Quoted passage:
🤖 AI Summary
This work proposes RadJEPA, a self-supervised representation learning method for chest X-rays that operates without requiring image–text paired data. RadJEPA introduces the Joint Embedding Predictive Architecture (JEPA) to medical imaging for the first time, replacing conventional global representation alignment with predictive modeling of masked regions via latent representations. By explicitly capturing local semantic structures and eliminating reliance on language-based supervision, the method achieves substantial performance gains over existing approaches such as Rad-DINO. Evaluated across multiple downstream tasks—including disease classification, semantic segmentation, and radiology report generation—RadJEPA sets a new state-of-the-art, demonstrating its effectiveness in learning rich, transferable representations from unlabeled medical images.
📝 Abstract
Recent advances in medical vision language models guide the learning of visual representations; however, this form of supervision is constrained by the availability of paired image text data, raising the question of whether robust radiology encoders can be learned without relying on language supervision. In this work, we introduce RadJEPA, a self-supervised framework built on a Joint Embedding Predictive Architecture that learns without language supervision. Pre-trained solely on unlabeled chest X-ray images, the model learns to predict latent representations of masked image regions. This predictive objective differs fundamentally from both image text pre-training and DINO-style self-distillation: rather than aligning global representations across views or modalities, RadJEPA explicitly models latent-space prediction. We evaluate the learned encoder on disease classification, semantic segmentation, and report generation tasks. Across benchmarks, RadJEPA achieves performance exceeding state-of-the-art approaches, including Rad-DINO.

Given information:
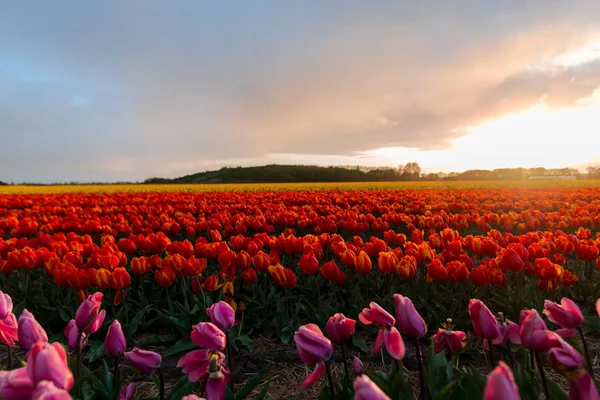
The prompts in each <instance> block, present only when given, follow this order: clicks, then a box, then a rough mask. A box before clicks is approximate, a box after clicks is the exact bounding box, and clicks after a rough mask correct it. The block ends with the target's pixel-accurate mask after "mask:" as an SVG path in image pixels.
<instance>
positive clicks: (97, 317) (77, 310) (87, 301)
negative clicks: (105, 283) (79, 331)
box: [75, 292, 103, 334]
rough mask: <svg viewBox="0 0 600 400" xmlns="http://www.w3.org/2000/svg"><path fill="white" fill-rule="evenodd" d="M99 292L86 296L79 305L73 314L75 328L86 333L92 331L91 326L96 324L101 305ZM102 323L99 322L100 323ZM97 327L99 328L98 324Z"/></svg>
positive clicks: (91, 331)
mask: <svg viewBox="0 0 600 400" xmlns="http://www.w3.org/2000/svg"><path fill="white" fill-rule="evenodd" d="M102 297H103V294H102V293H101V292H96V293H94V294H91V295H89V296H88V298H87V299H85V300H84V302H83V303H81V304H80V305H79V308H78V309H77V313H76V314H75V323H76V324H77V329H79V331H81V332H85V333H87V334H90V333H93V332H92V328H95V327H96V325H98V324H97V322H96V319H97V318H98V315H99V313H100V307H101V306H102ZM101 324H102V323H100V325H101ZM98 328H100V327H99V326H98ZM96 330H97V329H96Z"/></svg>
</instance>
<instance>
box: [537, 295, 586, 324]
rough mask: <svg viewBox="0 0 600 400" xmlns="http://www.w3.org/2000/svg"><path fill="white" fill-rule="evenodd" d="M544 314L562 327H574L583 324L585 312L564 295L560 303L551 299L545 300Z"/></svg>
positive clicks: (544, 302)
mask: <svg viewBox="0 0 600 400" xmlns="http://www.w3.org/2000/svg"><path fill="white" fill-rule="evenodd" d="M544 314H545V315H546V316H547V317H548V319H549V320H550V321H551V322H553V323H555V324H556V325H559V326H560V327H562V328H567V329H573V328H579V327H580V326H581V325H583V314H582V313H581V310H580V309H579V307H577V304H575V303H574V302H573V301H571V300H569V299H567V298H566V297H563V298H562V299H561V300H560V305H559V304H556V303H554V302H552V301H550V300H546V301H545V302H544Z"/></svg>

--

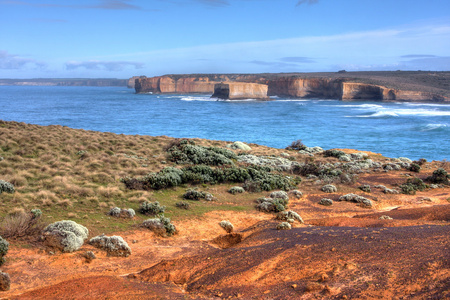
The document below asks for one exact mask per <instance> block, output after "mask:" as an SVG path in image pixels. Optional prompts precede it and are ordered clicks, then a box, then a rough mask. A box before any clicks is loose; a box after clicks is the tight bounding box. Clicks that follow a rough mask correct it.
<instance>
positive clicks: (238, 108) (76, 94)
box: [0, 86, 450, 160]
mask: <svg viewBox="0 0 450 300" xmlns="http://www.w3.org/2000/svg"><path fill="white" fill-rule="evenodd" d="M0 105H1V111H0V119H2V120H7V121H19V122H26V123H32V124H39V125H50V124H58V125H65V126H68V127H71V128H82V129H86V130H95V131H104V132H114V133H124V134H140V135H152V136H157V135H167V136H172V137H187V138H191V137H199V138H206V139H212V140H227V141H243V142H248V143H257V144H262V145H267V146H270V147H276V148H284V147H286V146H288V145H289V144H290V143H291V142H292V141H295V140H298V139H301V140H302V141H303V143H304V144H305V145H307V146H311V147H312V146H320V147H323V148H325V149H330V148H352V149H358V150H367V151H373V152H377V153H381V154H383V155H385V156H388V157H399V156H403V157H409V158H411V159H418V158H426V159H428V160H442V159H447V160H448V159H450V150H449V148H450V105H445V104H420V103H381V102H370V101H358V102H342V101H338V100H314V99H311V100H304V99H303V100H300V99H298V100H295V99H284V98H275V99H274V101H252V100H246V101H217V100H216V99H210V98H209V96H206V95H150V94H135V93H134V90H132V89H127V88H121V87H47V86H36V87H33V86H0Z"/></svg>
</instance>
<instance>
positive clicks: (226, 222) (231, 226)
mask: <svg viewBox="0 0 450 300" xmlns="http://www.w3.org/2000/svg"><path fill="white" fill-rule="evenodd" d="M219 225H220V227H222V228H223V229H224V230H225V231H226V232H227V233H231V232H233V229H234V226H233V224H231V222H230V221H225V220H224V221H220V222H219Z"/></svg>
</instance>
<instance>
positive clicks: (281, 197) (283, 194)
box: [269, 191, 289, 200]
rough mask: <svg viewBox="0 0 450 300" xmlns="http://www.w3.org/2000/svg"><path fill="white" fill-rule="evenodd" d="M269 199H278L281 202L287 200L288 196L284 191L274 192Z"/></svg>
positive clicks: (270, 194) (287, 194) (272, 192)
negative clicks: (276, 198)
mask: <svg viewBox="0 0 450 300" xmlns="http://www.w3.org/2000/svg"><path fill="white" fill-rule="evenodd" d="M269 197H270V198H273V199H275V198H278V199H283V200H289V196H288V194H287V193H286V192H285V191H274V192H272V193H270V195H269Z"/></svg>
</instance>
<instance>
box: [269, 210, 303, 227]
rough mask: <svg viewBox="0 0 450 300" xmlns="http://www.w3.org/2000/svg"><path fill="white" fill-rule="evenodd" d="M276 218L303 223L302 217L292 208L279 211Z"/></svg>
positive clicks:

Work request: Copy the full RadJEPA text above, keeping every line and word unchanged.

Result of the task:
🤖 AI Summary
This work proposes RadJEPA, a self-supervised representation learning method for chest X-rays that operates without requiring image–text paired data. RadJEPA introduces the Joint Embedding Predictive Architecture (JEPA) to medical imaging for the first time, replacing conventional global representation alignment with predictive modeling of masked regions via latent representations. By explicitly capturing local semantic structures and eliminating reliance on language-based supervision, the method achieves substantial performance gains over existing approaches such as Rad-DINO. Evaluated across multiple downstream tasks—including disease classification, semantic segmentation, and radiology report generation—RadJEPA sets a new state-of-the-art, demonstrating its effectiveness in learning rich, transferable representations from unlabeled medical images.
📝 Abstract
Recent advances in medical vision language models guide the learning of visual representations; however, this form of supervision is constrained by the availability of paired image text data, raising the question of whether robust radiology encoders can be learned without relying on language supervision. In this work, we introduce RadJEPA, a self-supervised framework built on a Joint Embedding Predictive Architecture that learns without language supervision. Pre-trained solely on unlabeled chest X-ray images, the model learns to predict latent representations of masked image regions. This predictive objective differs fundamentally from both image text pre-training and DINO-style self-distillation: rather than aligning global representations across views or modalities, RadJEPA explicitly models latent-space prediction. We evaluate the learned encoder on disease classification, semantic segmentation, and report generation tasks. Across benchmarks, RadJEPA achieves performance exceeding state-of-the-art approaches, including Rad-DINO.